• **Problem requirements**
Can you write out all of the material below, word for word?

* start Record list *

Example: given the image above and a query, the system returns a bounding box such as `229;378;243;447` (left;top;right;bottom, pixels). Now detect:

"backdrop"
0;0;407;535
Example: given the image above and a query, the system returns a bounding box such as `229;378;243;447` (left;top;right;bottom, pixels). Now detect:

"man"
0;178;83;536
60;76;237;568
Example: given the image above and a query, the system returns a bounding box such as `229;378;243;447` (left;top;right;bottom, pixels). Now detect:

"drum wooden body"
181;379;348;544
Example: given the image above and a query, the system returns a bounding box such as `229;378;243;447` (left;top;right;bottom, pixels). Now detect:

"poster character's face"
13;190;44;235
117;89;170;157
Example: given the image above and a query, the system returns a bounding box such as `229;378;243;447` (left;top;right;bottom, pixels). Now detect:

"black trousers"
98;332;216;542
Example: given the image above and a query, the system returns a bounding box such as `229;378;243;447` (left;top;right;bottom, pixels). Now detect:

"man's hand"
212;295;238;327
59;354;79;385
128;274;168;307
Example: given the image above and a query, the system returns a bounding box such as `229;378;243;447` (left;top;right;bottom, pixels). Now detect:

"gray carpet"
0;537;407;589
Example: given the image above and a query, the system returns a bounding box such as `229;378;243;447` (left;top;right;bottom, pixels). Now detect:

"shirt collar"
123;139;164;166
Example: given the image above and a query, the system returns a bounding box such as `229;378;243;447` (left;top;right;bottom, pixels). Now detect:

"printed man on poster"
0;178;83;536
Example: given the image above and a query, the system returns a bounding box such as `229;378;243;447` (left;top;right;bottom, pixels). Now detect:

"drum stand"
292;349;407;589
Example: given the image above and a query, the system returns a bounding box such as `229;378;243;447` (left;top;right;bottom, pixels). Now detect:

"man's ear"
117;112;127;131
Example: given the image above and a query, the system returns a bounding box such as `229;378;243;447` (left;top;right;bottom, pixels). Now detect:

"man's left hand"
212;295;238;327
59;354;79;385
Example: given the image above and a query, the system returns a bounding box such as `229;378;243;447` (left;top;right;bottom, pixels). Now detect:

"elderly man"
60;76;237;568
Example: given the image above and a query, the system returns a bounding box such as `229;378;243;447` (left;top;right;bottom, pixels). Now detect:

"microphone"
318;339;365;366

* end Record list *

• **Written answer**
Example: given the image above and a query, the system returns a bounding box such as `229;378;243;447` (left;top;right;bottom, pixels). Now detect:

"backdrop"
0;0;407;535
Example: given the image above and a query, the system returns a bounding box such as `229;378;243;447` (left;top;right;bottom, pixels). Now detect:

"man"
0;178;83;536
60;76;237;568
Example: given the image above and a query, the system returns a bounding box such as `229;378;243;447` (left;top;right;bottom, pixels). Now detect:

"drum wooden body"
181;379;348;544
Example: given the image above and a query, the system returns a bounding box such as `229;378;243;447` (left;top;right;bottom, pixels). Now detect:

"poster character's face"
13;190;44;235
117;89;170;157
Example: given the image above and a query, the system returns a bounding box such as `229;378;243;447` (left;top;right;bottom, pixels). Now detect:

"black trousers"
98;332;216;542
Example: given the image above and a query, the system returns a bounding box such as `229;378;243;447` (left;top;right;bottom, pixels). Now detect:

"man's hand"
212;295;238;327
59;354;79;385
128;274;168;307
Example: given the image above and a query, the system returns a bounding box such as `229;378;243;447` (left;top;right;bottom, pixels). Now detect:

"gray carpet"
0;537;407;589
Example: given the image above and a query, the system returns a bounding box such as `229;378;243;447` (left;top;right;bottom, pixels). Now detect:

"shirt collar"
123;139;164;166
Example: given the image above and a query, the system returns a bounding box such as `229;378;243;447` (left;top;right;bottom, pixels). Now detect:

"printed man on poster"
0;178;83;536
Example: given the image above and a query, the system returns a bounding box such as `229;378;243;447` (left;top;right;bottom, pixels). Now detect:

"drum stand"
292;349;407;589
Example: given the image above and a query, the system returns a bounding box such as `229;378;243;447` (left;top;right;bottom, pixels). Now detect:

"man's ear"
117;112;127;131
Example: given the image above and a query, the system returns a bounding box such as `229;378;243;447` (left;top;right;bottom, pixels). Now detect:

"man's left hand"
212;295;238;327
59;354;79;385
Example: given the image above and a query, the system returns a bounding box such as `229;378;243;447` (left;top;right;bottom, pixels). Now detect:

"elderly man"
60;76;237;568
Example: given the image above and a query, the system returns a bounding box such as `229;378;243;447` (left;top;right;bottom, pixels). Now detect:

"microphone"
318;339;365;366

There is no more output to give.